◆ Objective: Copy out the records in full, word for word, without pictures.

◆ Exercise materials:
"""

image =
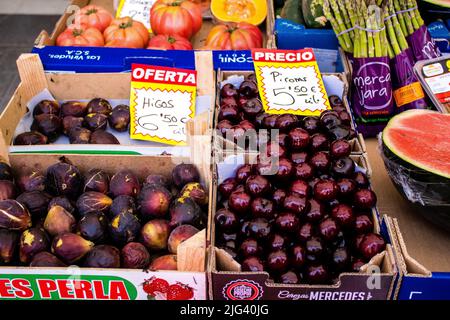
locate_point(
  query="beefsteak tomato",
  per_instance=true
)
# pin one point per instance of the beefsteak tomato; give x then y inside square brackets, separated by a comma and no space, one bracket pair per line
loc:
[176,17]
[169,43]
[94,16]
[80,36]
[126,33]
[240,36]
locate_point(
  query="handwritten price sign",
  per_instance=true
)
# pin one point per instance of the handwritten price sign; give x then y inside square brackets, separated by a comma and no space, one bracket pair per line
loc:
[162,100]
[289,81]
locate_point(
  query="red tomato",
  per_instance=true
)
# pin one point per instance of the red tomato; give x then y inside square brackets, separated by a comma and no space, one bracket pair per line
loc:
[169,43]
[126,33]
[94,16]
[80,36]
[241,36]
[176,17]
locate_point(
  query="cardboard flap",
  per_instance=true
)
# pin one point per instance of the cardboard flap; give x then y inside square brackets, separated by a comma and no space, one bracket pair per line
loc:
[32,75]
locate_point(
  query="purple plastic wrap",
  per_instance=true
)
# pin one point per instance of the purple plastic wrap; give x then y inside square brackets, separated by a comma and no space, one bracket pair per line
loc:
[408,92]
[372,94]
[422,46]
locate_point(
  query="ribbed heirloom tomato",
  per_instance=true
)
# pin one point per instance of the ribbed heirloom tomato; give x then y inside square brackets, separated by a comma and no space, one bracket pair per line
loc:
[240,36]
[169,43]
[94,16]
[176,17]
[126,33]
[80,36]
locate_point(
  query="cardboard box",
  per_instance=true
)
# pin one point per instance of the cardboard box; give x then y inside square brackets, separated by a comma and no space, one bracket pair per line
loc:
[86,86]
[227,282]
[421,248]
[106,284]
[102,59]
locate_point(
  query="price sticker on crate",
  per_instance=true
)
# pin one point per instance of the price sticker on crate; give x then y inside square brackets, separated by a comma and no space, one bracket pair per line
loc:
[289,81]
[162,100]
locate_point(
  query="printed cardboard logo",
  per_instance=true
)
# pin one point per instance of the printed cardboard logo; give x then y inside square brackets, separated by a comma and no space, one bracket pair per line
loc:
[242,290]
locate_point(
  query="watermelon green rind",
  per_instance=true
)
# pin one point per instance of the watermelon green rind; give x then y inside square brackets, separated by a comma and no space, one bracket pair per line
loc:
[390,145]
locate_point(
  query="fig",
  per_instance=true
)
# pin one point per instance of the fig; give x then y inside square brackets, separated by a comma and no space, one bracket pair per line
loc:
[31,180]
[30,138]
[64,179]
[7,190]
[73,108]
[93,201]
[103,137]
[49,125]
[186,211]
[155,233]
[124,182]
[59,221]
[96,180]
[46,259]
[124,228]
[79,135]
[103,256]
[196,192]
[99,105]
[71,122]
[184,173]
[14,216]
[32,241]
[154,201]
[167,262]
[178,235]
[62,202]
[47,107]
[96,121]
[93,227]
[8,245]
[119,119]
[36,202]
[70,247]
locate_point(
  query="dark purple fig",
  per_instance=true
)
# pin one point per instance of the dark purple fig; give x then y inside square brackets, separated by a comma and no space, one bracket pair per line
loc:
[179,235]
[46,259]
[64,179]
[196,192]
[186,211]
[155,233]
[49,125]
[96,121]
[14,215]
[122,204]
[73,108]
[99,105]
[70,247]
[71,122]
[47,107]
[102,256]
[154,201]
[184,173]
[124,228]
[7,190]
[30,138]
[79,135]
[103,137]
[96,180]
[32,241]
[135,256]
[125,183]
[8,245]
[119,119]
[93,227]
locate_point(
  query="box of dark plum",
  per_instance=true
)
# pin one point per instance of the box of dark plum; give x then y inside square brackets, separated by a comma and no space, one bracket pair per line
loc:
[102,227]
[85,113]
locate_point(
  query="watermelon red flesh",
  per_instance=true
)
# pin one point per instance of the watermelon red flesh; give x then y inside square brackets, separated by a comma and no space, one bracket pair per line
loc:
[421,138]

"""

◆ Problem solution:
image =
locate_point(
  query="beefsteak tomato",
  per_instance=true
)
# pin one point per instance of the beefsteak tomato; give x then y inside square brackets, separated by a comma and no space, one bracket pair per line
loc:
[176,17]
[169,43]
[94,16]
[80,36]
[126,33]
[240,36]
locate_point(
  query="handwritten price sign",
  per_instance=true
)
# pin one point per instance of the handwritten price sign; give x then y inside square brackets, separated by a comma and no space, one bracket pair per line
loc:
[162,100]
[289,81]
locate_point(
  query="red tomato",
  per_instance=true
)
# pin one point per instance of the red tomato; give x then y inside square brackets, separated by a comma and no space, one bracket pair per line
loc:
[169,43]
[126,33]
[94,16]
[80,36]
[241,36]
[176,17]
locate_point(
  query="cardboard flap",
  per_instance=true
)
# pin one point per instance of the cardboard flap; give x then y inside square brackets, separated by a comma and no space, one bracket pair per line
loc:
[32,75]
locate_point(
  query="purple plastic wrap",
  per_instance=true
)
# pin one point per instance of the purple plastic wrap; give x then y inside square brackets, separated by a comma and no space, one bracket pair per line
loc:
[408,92]
[372,94]
[422,46]
locate_point(
  query="ribbed heirloom tomato",
  per_instance=true
)
# pin one point per instance of the ribbed heirloom tomato; give x then y inside square brackets, separated by a comma and no space, one bracket pair per line
loc:
[240,36]
[169,43]
[94,16]
[176,17]
[126,33]
[80,36]
locate_point(
  query="cardboard box",
  per_instance=true
)
# pin one point per instance of the cardboard box; give x then y inside square brackets, separated by a comma and no space, one bracket pair per line
loc:
[86,86]
[227,282]
[421,248]
[106,284]
[102,59]
locate_point(
  query="price sticker on crate",
  per_instance=true
)
# pin one point per instance of the price sticker on crate; give x then y inside square brackets, separated by a comma and no space, one bracket pair per line
loc:
[289,81]
[162,100]
locate_point(
  query="printed cardboard logo",
  per_instance=true
)
# pin one point per instance of the printed cardboard logo; give x then y inside square brackets, separated by a comma and no space, one bracket pair per line
loc:
[242,290]
locate_point(
  query="watermelon green rind",
  per_instance=true
)
# pin one point per instance of the watermelon green rind; give x then y inside square brackets, separated by a comma and no space, one bracket pair per line
loc:
[390,145]
locate_point(
  query="fig",
  per_instance=true
)
# pin one point per instance of the fig; give x then y inside square brackets, separated by a comma and no space, one bracket pair per line
loc:
[31,180]
[30,138]
[64,179]
[7,190]
[73,108]
[93,201]
[103,137]
[49,125]
[186,211]
[155,233]
[124,182]
[59,221]
[96,180]
[46,259]
[124,228]
[79,135]
[103,256]
[196,192]
[99,105]
[71,122]
[184,173]
[14,216]
[32,241]
[154,201]
[167,262]
[178,235]
[62,202]
[47,107]
[96,121]
[93,227]
[8,245]
[119,119]
[36,202]
[70,247]
locate_point(
  query="dark purple fig",
  per_instance=true
)
# pin one point per instance of the dark purple fig; give x then y inside square brackets, separated by a comma and no space, one bracket pair per line
loc:
[179,235]
[46,259]
[64,179]
[196,192]
[186,211]
[155,233]
[49,125]
[96,121]
[14,215]
[122,204]
[73,108]
[99,105]
[70,247]
[71,122]
[47,107]
[102,256]
[154,201]
[184,173]
[124,228]
[7,190]
[30,138]
[79,135]
[103,137]
[96,180]
[32,241]
[135,256]
[125,183]
[8,245]
[119,119]
[93,227]
locate_point(
  query="box of dark plum",
  per_instance=true
)
# pin one point per instance of the box of dark plum; give x then y inside square brackets, separated by a comma and no space, one bracket pair per line
loc:
[102,227]
[85,113]
locate_point(
  query="watermelon red flesh",
  per_instance=true
)
# pin one point per instance of the watermelon red flesh; give x then y inside square brackets, separated by a comma and no space, one bracket pair per line
loc:
[421,138]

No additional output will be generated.